Texto proporcionado
------------------------------------------------------------

DOMINGO
REPORTAJE a Carlos Fuentes

“Veo la muerte como parte de la vida”

Dos semanas antes de morir, el laureado escritor mexicano destacaba en esta entrevista que “aún se leen muchas novelas” a pesar del avance de las nuevas tecnologías. El peso de la educación y de la lectura en el marco de la Feria del Libro.

Cuentos. Hijo de un diplomático ateo, que fue embajador de México en Buenos Aires, se educó en un colegio de curas. Escandalizaba  al sacerdote en el confesionario.
| Pablo Senarega

Con sus jóvenes años, un particular talento y una gran vitalidad acompañada de sentido del humor, Carlos Fuentes también tiene absoluta conciencia de que es un personaje particularmente fascinante que sigue convocando a multitudes de lectores.
 Y esto a través de situaciones y personajes que, muchas veces, rozan el temor a la oscuridad y a lo desconocido.

------------------------------------------------------------

Instrucciones
a – Según el reportaje sobre Carlos Fuentes, ¿qué cargo ocupó su padre en Buenos Aires?
b – Continúa el reportaje sobre Carlos Fuentes a partir de su última oración.

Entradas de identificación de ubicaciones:
------------------------------------------------------------

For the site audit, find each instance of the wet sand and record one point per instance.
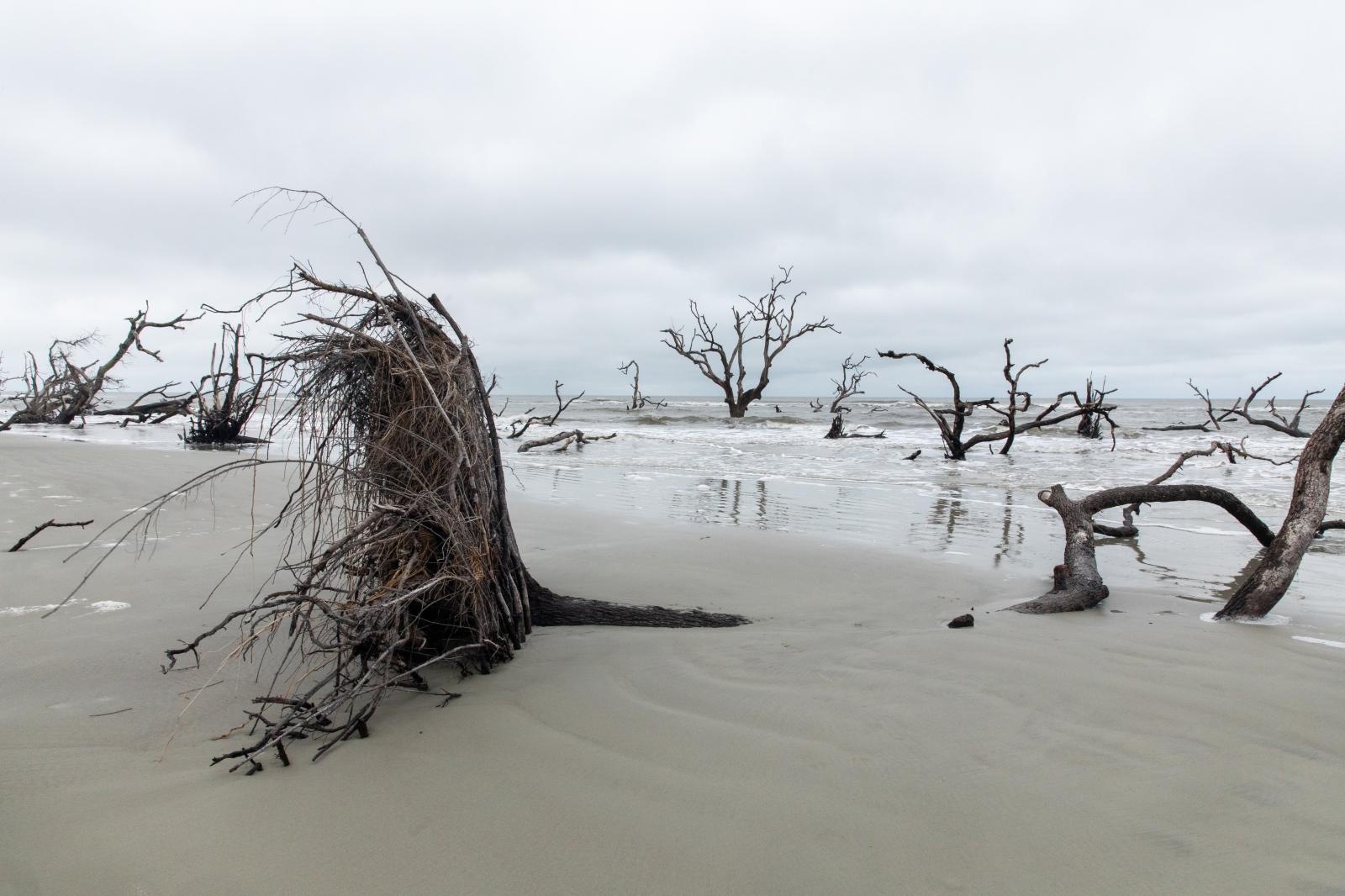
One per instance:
(847, 741)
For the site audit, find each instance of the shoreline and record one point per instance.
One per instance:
(847, 741)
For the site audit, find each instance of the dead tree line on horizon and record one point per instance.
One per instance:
(770, 320)
(1078, 584)
(1243, 409)
(952, 420)
(67, 390)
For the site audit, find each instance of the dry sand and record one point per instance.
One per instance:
(847, 741)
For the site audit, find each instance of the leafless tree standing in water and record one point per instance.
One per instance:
(770, 320)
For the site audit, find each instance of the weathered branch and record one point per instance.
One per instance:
(69, 390)
(1277, 421)
(847, 387)
(952, 419)
(1078, 584)
(1305, 519)
(562, 440)
(50, 524)
(520, 427)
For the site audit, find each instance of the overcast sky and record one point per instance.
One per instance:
(1152, 192)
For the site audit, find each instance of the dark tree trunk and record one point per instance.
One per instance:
(1078, 584)
(1306, 512)
(551, 609)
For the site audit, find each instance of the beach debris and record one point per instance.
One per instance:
(518, 427)
(952, 419)
(69, 390)
(639, 398)
(562, 440)
(1079, 586)
(50, 524)
(768, 319)
(398, 555)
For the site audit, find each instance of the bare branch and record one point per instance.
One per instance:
(770, 319)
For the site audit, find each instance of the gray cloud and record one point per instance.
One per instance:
(1127, 188)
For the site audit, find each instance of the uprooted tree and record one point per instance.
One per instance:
(229, 396)
(400, 555)
(1089, 424)
(768, 319)
(1078, 584)
(67, 390)
(952, 420)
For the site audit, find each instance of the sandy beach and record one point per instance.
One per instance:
(845, 741)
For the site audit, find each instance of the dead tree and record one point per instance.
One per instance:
(1305, 519)
(1089, 424)
(518, 427)
(768, 319)
(1214, 420)
(1079, 586)
(562, 440)
(67, 390)
(400, 555)
(847, 387)
(638, 398)
(1277, 420)
(229, 394)
(952, 419)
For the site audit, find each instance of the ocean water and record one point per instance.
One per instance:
(773, 470)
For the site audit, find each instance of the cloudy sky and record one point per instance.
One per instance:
(1153, 192)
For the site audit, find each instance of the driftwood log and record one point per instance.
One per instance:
(562, 440)
(1079, 586)
(518, 427)
(50, 524)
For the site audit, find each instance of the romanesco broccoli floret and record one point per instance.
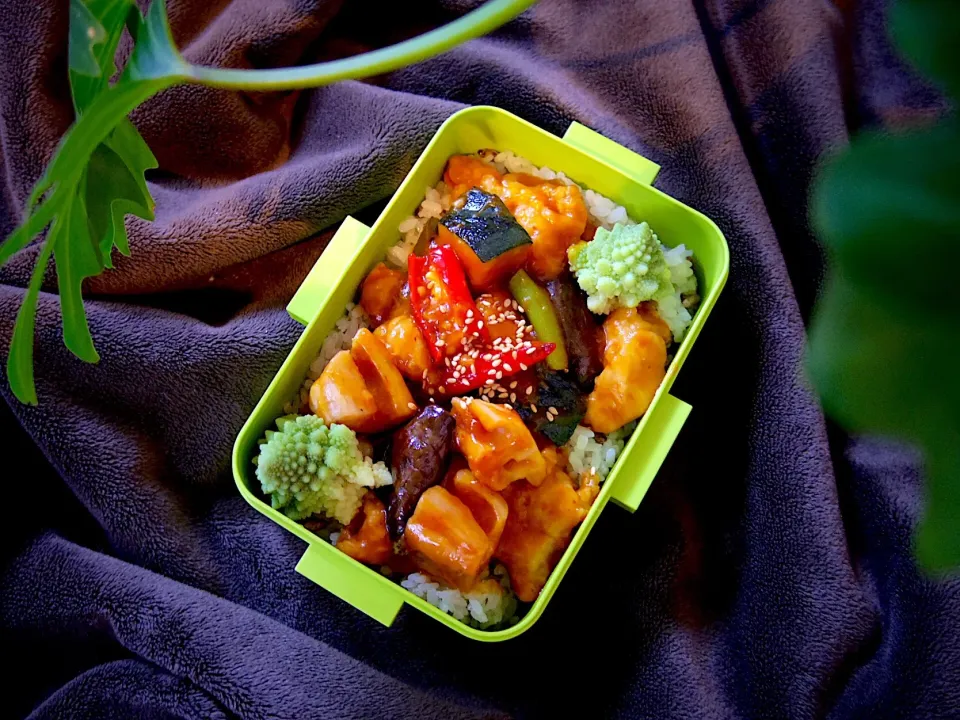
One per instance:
(620, 268)
(310, 468)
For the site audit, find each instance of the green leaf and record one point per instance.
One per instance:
(155, 57)
(118, 164)
(20, 358)
(110, 17)
(85, 32)
(77, 256)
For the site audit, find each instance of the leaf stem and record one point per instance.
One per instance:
(478, 22)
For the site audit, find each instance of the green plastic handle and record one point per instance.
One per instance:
(650, 448)
(627, 161)
(365, 589)
(326, 272)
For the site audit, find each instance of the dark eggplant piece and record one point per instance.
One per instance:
(419, 457)
(489, 242)
(560, 405)
(582, 333)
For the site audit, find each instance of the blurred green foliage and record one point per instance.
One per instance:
(884, 349)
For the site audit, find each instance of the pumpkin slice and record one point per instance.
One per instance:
(488, 240)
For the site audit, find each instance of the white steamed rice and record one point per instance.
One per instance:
(484, 607)
(354, 318)
(588, 450)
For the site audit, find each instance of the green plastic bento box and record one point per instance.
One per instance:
(593, 161)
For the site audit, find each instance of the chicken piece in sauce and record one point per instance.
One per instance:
(366, 538)
(634, 365)
(362, 388)
(405, 343)
(540, 521)
(444, 539)
(488, 508)
(498, 447)
(552, 213)
(381, 291)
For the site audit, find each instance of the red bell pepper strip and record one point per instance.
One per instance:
(477, 367)
(442, 305)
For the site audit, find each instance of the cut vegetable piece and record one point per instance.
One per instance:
(502, 318)
(419, 459)
(497, 445)
(488, 508)
(539, 308)
(634, 362)
(489, 241)
(405, 343)
(489, 366)
(560, 406)
(383, 380)
(366, 539)
(340, 395)
(445, 540)
(381, 292)
(443, 307)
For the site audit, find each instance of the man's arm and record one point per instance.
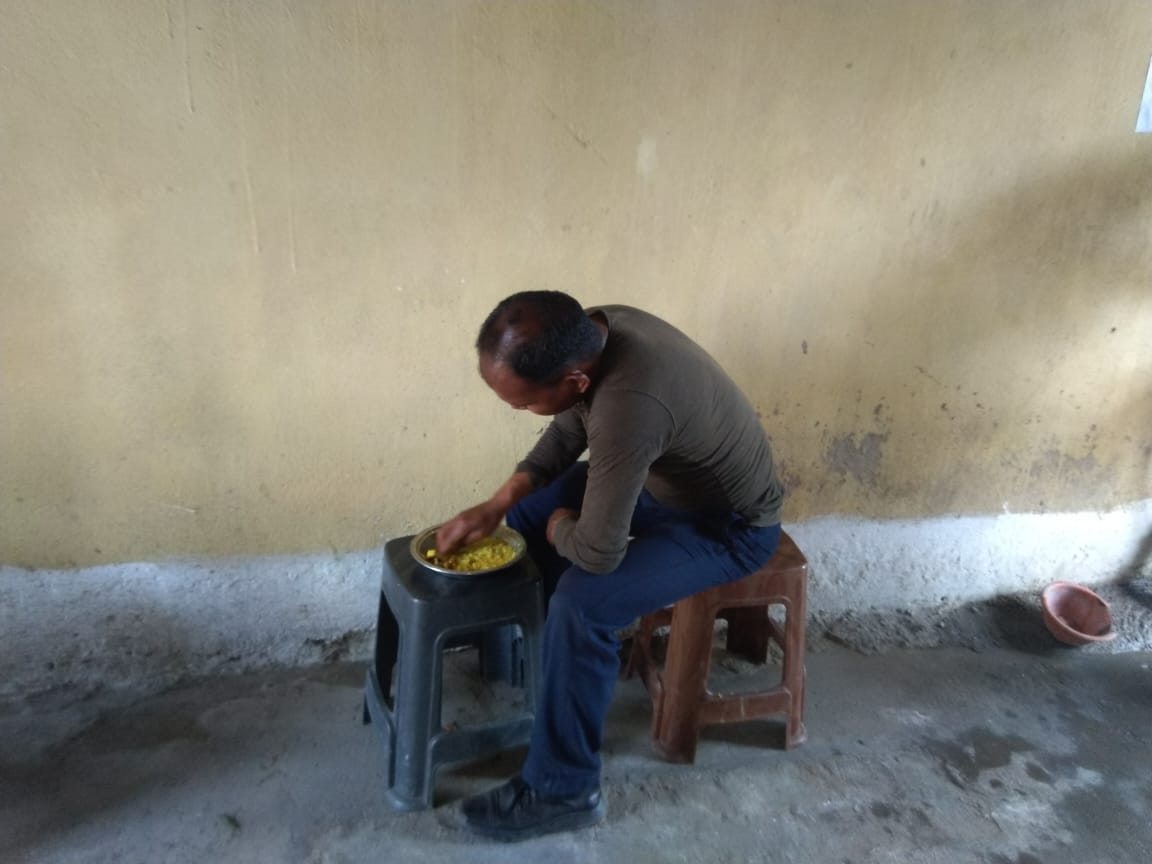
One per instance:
(558, 449)
(479, 521)
(630, 431)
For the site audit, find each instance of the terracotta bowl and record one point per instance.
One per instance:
(1076, 615)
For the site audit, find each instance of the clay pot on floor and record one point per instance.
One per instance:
(1076, 615)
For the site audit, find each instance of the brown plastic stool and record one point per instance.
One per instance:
(681, 699)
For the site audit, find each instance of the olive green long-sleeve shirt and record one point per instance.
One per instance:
(664, 416)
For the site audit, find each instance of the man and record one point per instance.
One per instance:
(679, 494)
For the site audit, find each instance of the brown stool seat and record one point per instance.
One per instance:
(681, 699)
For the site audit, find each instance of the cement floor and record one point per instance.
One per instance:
(998, 757)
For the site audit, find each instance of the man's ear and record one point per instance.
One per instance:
(580, 378)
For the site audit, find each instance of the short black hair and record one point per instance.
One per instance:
(540, 335)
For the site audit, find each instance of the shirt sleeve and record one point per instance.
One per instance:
(556, 451)
(628, 431)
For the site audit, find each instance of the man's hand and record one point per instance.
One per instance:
(560, 513)
(468, 527)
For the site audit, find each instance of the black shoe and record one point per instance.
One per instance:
(516, 811)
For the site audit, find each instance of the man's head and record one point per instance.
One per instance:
(539, 350)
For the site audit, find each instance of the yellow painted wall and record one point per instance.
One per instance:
(244, 248)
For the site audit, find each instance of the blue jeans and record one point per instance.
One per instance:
(673, 554)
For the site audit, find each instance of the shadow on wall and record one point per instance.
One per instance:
(999, 290)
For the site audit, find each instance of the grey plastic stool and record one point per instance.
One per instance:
(423, 612)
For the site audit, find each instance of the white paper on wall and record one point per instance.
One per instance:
(1144, 119)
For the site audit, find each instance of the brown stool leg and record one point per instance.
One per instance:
(794, 662)
(686, 677)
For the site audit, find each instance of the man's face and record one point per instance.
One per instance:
(524, 395)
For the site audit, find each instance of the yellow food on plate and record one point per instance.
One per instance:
(484, 554)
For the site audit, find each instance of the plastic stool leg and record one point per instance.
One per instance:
(418, 684)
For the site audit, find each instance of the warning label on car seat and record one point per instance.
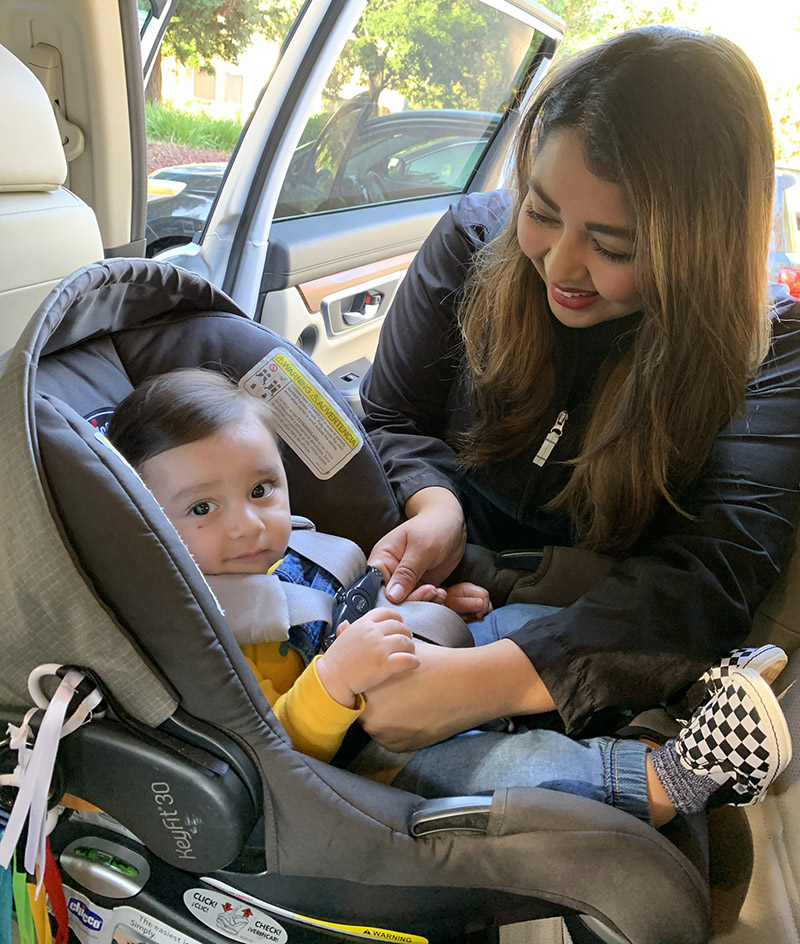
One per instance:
(233, 918)
(93, 924)
(306, 416)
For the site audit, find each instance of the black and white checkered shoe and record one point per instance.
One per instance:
(739, 738)
(769, 661)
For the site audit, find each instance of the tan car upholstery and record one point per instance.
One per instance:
(46, 232)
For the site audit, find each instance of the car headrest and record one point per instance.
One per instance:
(32, 159)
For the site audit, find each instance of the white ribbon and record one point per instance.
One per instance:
(34, 771)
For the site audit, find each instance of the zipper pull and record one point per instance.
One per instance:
(551, 439)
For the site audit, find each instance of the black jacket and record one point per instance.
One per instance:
(687, 593)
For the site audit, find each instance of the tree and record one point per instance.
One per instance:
(203, 30)
(436, 53)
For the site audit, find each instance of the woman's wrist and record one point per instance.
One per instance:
(435, 499)
(333, 683)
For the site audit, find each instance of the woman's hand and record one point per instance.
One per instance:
(426, 547)
(468, 600)
(453, 690)
(364, 654)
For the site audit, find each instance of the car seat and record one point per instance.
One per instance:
(208, 812)
(46, 232)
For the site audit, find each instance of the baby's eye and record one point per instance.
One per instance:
(262, 490)
(202, 508)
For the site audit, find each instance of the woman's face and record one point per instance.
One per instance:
(576, 230)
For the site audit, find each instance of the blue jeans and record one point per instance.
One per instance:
(606, 769)
(506, 619)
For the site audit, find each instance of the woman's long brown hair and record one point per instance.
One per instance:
(680, 121)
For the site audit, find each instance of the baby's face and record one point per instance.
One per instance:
(227, 497)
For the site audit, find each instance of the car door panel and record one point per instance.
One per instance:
(349, 236)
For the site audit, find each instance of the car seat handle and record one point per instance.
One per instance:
(464, 814)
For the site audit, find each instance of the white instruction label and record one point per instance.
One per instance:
(93, 924)
(233, 918)
(306, 416)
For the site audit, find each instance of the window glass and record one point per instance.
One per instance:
(145, 12)
(410, 106)
(407, 111)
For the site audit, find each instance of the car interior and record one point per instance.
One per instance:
(312, 851)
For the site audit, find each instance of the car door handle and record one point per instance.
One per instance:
(365, 307)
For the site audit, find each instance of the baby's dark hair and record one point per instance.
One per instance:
(178, 408)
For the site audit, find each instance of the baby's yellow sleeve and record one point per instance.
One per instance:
(315, 722)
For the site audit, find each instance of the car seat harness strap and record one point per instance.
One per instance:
(34, 771)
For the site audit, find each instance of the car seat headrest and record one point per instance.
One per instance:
(32, 158)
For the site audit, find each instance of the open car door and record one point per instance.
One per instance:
(417, 108)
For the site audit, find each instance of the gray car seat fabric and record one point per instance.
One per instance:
(92, 574)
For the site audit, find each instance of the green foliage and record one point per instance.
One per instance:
(202, 30)
(436, 53)
(170, 125)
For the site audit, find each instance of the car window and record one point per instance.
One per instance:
(408, 110)
(145, 13)
(402, 118)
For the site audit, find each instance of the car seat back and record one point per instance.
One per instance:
(46, 232)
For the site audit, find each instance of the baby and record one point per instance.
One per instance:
(206, 450)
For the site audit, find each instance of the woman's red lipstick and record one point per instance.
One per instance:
(573, 299)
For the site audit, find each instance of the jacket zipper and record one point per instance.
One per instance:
(551, 439)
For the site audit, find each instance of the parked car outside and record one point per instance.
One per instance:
(784, 256)
(355, 160)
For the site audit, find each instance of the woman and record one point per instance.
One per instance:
(618, 298)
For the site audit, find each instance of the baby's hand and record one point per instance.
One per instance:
(468, 600)
(364, 654)
(429, 594)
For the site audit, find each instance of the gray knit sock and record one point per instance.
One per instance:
(688, 792)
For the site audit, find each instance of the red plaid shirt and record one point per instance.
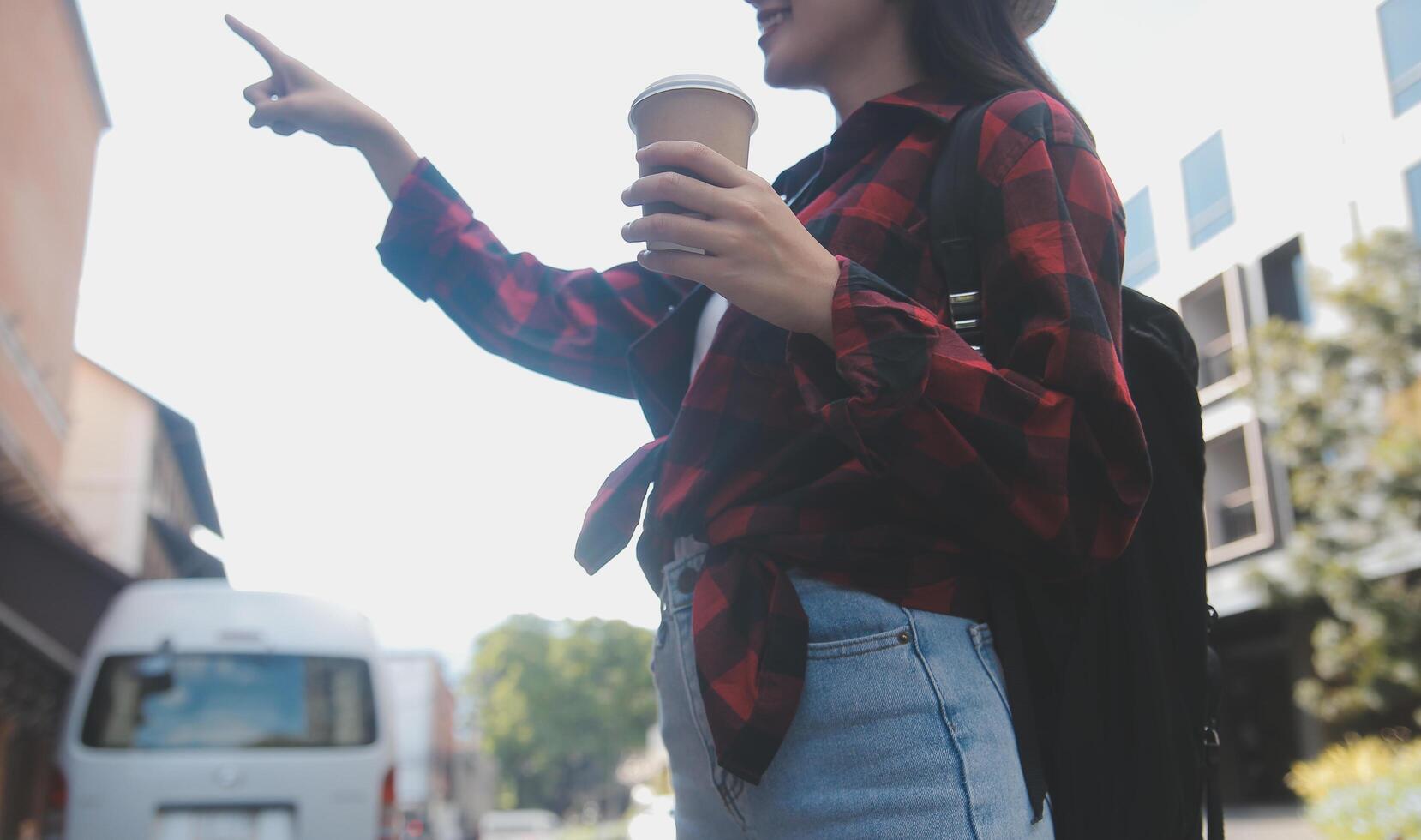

------------------------------------------------------------

Respuestas
a – Fue embajador de México en Buenos Aires.

b –
 —¿Cómo llegás a esa cabeza decapitada que conversa junto al mar, a “Artemio Cruz”, a quien le queda apenas medio día de vida, a un sexto piso suspendido en el aire con puertas que se abren sobre la nada?
—Yo no sé si cuando se leen novelas se tiene en cuenta la tradición de la novela y cosas que se han hecho tanto que ya no se pueden ni hacer. Y cosas que no se han hecho tanto, pero que, quizás, valga la pena hacer. Que una cabeza cortada cuente su historia… ¿por qué no? La gran libertad de la novela es que se lee. No se ve. Cuando uno está frente a la pantalla es una cosa, y cuando uno lee un libro es la imaginación lo que está funcionando. Se puede llegar así a toda clase de extremos: que una cabeza cortada cuente una novela; que una casa esté suspendida en el aire sin apoyo alguno en el mundo físico. Estas son verdades que el novelista propone y el lector sabrá si acepta o no. Yo tengo la libertad de hacerlo y aprovecho.
   —También de intrigar al lector. “Carolina Grau”, por ejemplo, al menos en la edición argentina, no tiene ni cara.

—Es que no tiene cara ninguna. Es una mujer que es muchas mujeres, entonces cada quien le pone la cara que quiere. Está, sí, la boca, que es importante. Y en la fisonomía misma, los ojos son importantes. De repente, verás si es una mucama o una diosa indígena mexicana o una mujer de ciencia que va a Italia. Todo esto depende del lector. De lo que el lector imagina respecto del personaje.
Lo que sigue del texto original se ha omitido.